> _Task description_
Locate the line that contains "[locate] pickup truck" in the entries below. Retype it and all following lines through the final one, character for character.

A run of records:

========

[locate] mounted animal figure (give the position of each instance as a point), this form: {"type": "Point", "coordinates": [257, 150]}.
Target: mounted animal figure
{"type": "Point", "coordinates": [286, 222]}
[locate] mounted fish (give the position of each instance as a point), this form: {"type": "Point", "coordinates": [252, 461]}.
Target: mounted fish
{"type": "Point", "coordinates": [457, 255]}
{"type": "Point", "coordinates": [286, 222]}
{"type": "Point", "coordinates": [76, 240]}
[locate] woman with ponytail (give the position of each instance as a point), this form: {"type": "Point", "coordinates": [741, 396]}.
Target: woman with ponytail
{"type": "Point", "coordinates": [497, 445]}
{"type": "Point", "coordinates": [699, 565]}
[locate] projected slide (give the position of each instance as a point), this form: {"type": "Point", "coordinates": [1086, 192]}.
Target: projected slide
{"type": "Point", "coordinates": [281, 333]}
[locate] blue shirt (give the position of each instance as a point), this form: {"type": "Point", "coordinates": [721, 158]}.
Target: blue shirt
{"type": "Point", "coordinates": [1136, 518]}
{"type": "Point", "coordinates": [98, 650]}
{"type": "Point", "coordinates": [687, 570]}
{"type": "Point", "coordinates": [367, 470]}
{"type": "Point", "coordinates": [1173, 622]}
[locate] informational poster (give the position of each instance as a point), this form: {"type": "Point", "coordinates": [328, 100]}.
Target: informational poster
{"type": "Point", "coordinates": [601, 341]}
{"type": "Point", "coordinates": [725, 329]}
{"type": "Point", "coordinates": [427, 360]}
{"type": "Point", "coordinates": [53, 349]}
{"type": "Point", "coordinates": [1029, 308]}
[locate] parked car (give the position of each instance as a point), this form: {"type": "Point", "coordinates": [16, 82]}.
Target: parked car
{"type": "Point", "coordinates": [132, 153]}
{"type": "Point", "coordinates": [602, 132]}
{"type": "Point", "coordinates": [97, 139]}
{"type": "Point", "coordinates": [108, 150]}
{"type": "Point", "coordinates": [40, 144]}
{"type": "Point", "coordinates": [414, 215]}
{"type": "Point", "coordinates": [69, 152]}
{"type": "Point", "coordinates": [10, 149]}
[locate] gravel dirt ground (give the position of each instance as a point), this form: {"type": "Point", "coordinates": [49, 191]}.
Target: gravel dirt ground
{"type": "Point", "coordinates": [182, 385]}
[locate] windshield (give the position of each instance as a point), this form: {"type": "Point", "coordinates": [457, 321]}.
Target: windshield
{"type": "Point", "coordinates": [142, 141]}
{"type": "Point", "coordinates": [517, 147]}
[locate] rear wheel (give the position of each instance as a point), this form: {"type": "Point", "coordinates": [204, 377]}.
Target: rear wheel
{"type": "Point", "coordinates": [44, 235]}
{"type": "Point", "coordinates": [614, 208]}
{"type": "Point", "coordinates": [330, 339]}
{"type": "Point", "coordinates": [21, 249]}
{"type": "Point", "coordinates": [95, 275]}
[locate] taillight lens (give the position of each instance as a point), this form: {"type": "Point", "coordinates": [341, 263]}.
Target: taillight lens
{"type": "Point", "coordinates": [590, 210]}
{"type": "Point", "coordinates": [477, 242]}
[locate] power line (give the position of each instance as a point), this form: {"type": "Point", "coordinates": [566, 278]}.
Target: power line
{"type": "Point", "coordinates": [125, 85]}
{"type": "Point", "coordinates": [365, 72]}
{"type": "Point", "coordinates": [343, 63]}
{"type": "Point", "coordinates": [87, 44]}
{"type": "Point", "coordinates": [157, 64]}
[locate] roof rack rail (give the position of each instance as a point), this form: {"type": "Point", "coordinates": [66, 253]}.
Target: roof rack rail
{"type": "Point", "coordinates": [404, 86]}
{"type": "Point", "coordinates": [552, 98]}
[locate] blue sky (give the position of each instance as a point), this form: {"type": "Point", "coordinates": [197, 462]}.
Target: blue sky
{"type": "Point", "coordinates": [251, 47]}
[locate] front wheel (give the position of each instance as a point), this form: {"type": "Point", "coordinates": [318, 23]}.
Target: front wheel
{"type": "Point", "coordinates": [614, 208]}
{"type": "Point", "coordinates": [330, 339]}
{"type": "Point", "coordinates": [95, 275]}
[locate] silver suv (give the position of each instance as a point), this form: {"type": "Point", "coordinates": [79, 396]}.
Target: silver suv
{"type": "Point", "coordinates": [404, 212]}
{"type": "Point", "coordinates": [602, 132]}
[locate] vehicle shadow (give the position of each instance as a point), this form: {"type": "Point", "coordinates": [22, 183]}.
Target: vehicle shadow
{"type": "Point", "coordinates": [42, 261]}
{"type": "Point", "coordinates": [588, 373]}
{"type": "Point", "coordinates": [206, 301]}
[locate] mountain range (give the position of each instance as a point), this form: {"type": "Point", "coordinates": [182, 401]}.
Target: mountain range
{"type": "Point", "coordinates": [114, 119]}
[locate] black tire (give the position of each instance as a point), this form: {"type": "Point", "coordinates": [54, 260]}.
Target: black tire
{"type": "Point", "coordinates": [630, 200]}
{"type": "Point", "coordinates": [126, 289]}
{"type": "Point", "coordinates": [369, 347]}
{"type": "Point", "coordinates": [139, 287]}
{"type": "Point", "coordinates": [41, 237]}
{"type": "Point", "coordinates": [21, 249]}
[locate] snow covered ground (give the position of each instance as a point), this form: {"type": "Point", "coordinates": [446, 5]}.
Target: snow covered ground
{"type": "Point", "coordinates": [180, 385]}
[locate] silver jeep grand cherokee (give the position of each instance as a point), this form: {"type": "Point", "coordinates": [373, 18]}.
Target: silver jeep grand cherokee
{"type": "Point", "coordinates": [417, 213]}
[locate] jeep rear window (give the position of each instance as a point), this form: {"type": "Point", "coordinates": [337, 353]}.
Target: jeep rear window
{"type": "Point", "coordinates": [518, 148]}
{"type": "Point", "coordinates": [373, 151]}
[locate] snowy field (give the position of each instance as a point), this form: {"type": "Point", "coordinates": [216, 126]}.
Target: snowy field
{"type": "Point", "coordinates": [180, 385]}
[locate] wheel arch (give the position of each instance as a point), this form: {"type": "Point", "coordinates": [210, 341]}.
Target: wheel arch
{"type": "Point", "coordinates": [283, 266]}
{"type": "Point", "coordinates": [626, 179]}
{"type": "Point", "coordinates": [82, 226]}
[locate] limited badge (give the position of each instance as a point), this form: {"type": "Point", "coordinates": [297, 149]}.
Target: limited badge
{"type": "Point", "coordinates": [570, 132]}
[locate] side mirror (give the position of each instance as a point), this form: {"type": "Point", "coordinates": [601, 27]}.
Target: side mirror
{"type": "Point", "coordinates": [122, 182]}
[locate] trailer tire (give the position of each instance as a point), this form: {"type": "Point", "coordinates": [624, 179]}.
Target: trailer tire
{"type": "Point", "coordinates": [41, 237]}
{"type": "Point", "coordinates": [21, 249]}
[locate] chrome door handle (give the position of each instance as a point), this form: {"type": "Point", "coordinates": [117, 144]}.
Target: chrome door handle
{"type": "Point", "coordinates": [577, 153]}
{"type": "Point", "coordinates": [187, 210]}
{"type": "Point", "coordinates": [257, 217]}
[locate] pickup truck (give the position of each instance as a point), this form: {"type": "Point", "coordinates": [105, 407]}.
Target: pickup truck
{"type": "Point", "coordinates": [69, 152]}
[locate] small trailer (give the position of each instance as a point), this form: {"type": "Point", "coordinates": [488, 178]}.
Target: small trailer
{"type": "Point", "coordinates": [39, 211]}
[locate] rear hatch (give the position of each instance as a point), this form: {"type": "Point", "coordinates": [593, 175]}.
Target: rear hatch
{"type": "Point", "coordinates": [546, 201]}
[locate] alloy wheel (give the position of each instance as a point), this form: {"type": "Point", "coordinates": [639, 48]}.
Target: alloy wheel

========

> _The output_
[locate] pickup truck (give the position of each instance as a point), this form: {"type": "Point", "coordinates": [105, 407]}.
Target: pickup truck
{"type": "Point", "coordinates": [69, 152]}
[locate] small trailer (give the position of each instance as a point), this form: {"type": "Point", "coordinates": [488, 178]}.
Target: small trailer
{"type": "Point", "coordinates": [39, 211]}
[locate] rear hatch (give the position of each instance as a point), this form: {"type": "Point", "coordinates": [593, 175]}.
Target: rear hatch
{"type": "Point", "coordinates": [546, 201]}
[locate] alloy wheel (give the position of each instance as a point), this form: {"type": "Point", "coordinates": [639, 48]}.
Target: alloy wheel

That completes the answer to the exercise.